Women’s Health

Open journal

ISSN 2380-3940

Cesarean Hysterectomy for Abnormal Placentation Using Balloon Occlusion of the Common Iliac Artery: Case Series

Masafumi Koshiyama*, Shingo Ukita, Masashi Ueda, Kenji Hishikawa, Yoko Furukawa, Yumi Itaya, CNM, Yumiko Watanabe, Natsuko Motooka Meguro, Haruko Horiuchi, and Makiko Oowaki

Masafumi Koshiyama, MD, PhD

Professor, Department of Women’s Health, Graduate School of Human Nursing, The University of Shiga Prefecture Shiga, 522-8533, Japan, Tel. +81-749-28-8664; Fax: +81-749-28-9532; E-mail: koshiyamam@nifty.com

INTRODUCTION

The rates of abnormal placentation, such as placenta accreta, increta, and percreta, have increased.1,2 The condition in which the placenta invades the entire depth of the uterine wall is called “placenta percreta”. Placenta accreta and increta are less severe variants of the same condition.3,4 The major risk factors of abnormal placentation are a placenta previa and previous cesarean section.5,6 The recent increased frequency of cesarean section has resulted in a high incidence of abnormal placentation.

Placenta accreta, increta, and percreta often result in massive peripartum hemorrhaging and are sources of maternal morbidity and mortality in modern obstetrics.7,8,9,10 In particular, uterine rupture and profuse hemorrhaging have been associated with placenta percreta.11 Placenta percreta represents the most difficult management situation of these disorders.

The options for treating abnormal placentation include both conservative and extirpative approaches.12 The generally accepted treatment for the most severe form of abnormal attachment of the placenta is cesarean hysterectomy without attempts to detach the placenta. Recently, the role of interventional radiology in the field of obstetrical hemorrhaging has been widely investigated. Preoperative internal iliac artery balloon occlusion (IIABO) has been widely performed to reduce the blood loss during cesarean hysterectomy.13,14,15,16

We herein report the safe performance and management of cesarean hysterectomy using common iliac artery balloon occlusion (CIABO).

§ EXCERPTED RECORDS:
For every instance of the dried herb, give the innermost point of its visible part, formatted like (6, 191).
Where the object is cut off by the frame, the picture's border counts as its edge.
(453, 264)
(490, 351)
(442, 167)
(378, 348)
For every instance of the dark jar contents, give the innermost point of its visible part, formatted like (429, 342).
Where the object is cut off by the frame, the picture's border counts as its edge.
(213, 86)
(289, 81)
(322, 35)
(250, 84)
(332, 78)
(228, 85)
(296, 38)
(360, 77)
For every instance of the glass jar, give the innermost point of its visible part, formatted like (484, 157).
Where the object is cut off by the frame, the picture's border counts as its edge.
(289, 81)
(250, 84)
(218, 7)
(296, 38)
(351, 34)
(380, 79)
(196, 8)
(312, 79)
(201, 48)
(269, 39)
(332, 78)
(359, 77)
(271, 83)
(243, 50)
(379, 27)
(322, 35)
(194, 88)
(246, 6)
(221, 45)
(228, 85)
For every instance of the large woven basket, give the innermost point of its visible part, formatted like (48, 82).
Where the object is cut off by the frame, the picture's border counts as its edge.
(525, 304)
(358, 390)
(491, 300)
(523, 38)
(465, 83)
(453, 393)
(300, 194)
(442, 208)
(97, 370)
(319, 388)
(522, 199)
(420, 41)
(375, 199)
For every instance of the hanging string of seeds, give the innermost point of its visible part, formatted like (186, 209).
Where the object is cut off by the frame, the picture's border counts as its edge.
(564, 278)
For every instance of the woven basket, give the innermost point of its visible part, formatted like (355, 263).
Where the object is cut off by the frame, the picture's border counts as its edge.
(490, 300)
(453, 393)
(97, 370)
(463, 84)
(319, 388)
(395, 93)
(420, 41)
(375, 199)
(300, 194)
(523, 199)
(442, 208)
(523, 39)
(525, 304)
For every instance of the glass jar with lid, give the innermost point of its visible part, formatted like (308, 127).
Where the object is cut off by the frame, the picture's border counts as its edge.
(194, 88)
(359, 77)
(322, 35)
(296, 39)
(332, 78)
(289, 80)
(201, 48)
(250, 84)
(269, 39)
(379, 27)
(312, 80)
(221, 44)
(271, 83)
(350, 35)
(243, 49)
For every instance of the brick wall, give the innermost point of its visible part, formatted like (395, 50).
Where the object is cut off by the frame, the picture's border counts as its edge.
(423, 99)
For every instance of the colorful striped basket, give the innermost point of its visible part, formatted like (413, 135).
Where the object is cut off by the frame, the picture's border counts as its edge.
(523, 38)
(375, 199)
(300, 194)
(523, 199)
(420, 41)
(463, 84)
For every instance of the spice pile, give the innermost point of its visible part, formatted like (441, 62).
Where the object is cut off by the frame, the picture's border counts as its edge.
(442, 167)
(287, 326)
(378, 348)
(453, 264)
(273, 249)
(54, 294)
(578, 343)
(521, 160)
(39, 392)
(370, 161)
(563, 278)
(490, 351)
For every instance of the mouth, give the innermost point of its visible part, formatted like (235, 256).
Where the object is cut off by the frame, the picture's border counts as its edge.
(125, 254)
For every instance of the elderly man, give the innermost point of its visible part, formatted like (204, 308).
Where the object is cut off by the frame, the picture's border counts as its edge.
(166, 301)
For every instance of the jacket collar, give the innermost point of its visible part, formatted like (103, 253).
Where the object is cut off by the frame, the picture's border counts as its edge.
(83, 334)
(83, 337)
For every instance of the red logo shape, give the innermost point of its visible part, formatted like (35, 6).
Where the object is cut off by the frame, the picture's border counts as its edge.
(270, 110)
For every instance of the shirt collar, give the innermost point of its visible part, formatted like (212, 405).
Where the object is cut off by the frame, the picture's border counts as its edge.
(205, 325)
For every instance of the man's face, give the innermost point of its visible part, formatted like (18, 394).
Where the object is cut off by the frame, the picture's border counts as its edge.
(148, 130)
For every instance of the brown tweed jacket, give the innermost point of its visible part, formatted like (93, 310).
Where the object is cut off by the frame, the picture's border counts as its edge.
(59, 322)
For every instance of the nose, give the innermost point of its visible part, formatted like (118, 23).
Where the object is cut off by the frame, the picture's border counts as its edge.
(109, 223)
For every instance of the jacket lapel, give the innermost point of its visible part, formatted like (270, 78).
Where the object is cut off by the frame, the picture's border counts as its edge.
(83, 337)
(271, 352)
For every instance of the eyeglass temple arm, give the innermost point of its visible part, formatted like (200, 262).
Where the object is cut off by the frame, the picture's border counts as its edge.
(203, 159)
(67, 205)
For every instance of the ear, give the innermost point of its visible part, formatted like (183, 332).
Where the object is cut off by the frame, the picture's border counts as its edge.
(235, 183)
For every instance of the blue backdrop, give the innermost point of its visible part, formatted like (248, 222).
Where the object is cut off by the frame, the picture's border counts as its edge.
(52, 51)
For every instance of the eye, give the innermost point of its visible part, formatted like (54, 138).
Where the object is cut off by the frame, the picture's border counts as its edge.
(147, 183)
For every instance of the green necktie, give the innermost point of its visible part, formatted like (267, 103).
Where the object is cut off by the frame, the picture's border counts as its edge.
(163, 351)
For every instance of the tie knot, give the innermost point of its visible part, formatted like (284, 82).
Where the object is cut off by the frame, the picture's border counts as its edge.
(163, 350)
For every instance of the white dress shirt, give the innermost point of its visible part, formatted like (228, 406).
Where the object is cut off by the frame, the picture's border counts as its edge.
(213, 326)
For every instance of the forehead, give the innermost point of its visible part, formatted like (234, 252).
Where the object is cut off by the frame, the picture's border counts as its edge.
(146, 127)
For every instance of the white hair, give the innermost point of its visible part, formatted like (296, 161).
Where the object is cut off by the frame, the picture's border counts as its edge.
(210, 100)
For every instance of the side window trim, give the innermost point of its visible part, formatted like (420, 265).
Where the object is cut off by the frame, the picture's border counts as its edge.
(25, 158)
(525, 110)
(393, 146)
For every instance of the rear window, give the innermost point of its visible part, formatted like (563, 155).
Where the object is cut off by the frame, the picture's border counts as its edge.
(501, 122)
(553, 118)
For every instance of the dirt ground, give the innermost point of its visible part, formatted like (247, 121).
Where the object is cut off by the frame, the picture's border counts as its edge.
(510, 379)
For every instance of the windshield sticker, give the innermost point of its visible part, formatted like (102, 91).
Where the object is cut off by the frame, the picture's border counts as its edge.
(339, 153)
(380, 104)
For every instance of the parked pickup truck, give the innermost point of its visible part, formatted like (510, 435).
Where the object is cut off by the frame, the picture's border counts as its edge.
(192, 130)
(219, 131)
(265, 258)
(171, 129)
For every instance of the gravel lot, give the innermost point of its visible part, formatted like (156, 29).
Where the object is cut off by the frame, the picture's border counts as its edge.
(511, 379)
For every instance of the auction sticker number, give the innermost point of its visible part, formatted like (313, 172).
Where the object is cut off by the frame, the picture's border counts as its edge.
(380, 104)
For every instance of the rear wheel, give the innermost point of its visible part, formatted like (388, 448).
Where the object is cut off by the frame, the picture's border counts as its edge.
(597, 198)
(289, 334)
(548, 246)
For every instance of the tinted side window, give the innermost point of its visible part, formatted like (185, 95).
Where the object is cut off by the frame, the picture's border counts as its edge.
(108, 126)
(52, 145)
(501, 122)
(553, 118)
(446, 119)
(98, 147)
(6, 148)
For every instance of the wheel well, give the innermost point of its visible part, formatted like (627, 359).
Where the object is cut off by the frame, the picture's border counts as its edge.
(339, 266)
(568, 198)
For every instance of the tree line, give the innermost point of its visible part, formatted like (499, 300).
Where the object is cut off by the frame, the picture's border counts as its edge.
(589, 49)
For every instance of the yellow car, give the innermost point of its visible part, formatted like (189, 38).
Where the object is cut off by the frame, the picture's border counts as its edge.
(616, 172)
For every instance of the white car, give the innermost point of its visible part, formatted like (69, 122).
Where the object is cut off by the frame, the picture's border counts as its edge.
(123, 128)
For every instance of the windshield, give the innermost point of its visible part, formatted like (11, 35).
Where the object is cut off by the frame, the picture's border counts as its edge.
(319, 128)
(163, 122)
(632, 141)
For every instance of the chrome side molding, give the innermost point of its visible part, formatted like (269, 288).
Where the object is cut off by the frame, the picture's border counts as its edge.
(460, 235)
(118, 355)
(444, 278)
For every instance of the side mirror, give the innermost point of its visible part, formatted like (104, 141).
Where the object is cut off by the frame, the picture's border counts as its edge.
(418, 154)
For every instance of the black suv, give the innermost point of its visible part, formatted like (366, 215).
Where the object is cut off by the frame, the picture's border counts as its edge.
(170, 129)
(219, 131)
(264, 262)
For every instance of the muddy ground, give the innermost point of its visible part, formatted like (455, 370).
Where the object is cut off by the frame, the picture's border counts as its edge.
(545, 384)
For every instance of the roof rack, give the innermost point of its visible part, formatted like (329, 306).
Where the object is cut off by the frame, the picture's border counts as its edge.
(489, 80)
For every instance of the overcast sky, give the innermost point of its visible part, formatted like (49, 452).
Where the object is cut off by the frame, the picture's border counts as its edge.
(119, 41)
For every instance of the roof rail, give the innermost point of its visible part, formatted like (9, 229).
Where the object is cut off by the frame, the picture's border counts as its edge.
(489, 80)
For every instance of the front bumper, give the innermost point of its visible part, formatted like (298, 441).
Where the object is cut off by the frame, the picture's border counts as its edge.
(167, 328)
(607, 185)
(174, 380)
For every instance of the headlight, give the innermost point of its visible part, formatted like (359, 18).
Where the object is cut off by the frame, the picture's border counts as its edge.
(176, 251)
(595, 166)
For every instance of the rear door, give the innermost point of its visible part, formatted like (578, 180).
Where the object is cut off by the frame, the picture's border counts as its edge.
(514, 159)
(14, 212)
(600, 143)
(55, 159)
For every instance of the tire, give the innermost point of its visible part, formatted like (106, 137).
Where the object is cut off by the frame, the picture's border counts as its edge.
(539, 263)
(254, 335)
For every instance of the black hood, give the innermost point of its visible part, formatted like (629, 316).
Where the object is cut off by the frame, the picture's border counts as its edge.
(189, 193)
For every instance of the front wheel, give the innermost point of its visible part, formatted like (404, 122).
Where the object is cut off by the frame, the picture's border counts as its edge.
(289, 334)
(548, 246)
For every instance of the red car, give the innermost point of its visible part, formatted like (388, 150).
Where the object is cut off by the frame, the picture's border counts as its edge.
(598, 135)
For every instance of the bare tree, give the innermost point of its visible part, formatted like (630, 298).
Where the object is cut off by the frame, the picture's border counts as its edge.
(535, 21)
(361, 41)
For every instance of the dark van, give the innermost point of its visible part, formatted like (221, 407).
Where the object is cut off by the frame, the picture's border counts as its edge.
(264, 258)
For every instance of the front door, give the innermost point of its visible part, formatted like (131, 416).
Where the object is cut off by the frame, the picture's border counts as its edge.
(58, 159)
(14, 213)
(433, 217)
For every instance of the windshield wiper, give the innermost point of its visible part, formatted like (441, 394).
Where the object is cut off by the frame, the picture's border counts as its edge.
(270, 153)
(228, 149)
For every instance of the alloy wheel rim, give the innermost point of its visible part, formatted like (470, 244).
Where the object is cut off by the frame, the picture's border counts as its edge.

§ REQUIRED ACTION A: How would you render this sentence from the introduction on abnormal placentation in Spanish: "Placenta percreta represents the most difficult management situation of these disorders."
§ REQUIRED ACTION B: Can you turn the paragraph of the introduction on abnormal placentation that begins "The options for treating abnormal placentation" into a short bulleted list that keeps its main facts?
§ REQUIRED ACTION C: Will you carry on the introduction on abnormal placentation, starting after its final sentence?

§ WRITTEN ANSWER A: La placenta percreta representa la situación de manejo más difícil de estos trastornos.

§ WRITTEN ANSWER B:
- Abnormal placentation can be treated with conservative or extirpative approaches.
- For the most severe form of abnormal placental attachment, the generally accepted treatment is cesarean hysterectomy without trying to detach the placenta.
- The role of interventional radiology in obstetrical hemorrhaging has recently been widely investigated.
- Preoperative internal iliac artery balloon occlusion (IIABO) is widely performed to reduce blood loss during cesarean hysterectomy.

§ WRITTEN ANSWER C:
PATIENTS AND METHODS

Four patients who underwent cesarean hysterectomy at 33-36 weeks of gestation using balloon occlusion at Otsu Red Cross Hospital, (Shiga, Japan) from 2009-2013 were recruited for the study. We informed the patients and their families of all of the risks involved in the surgery. All the 4 patients had previously undergone cesarean section. They had placenta previa and myometrial involvement on old operation scars. The myometrial invasion depths of the placenta were determined on ultrasonography (US) and magnetic resonance imaging (MRI). All the 4 patients then underwent cesarean hysterectomy using CIABO (In one case, the balloon was moved from the internal iliac artery to the common iliac artery in order to reduce blood loss). The study protocol was approved by the ethics committee of Otsu Red Cross Hospital, Otsu, Shiga Prefecture, Japan.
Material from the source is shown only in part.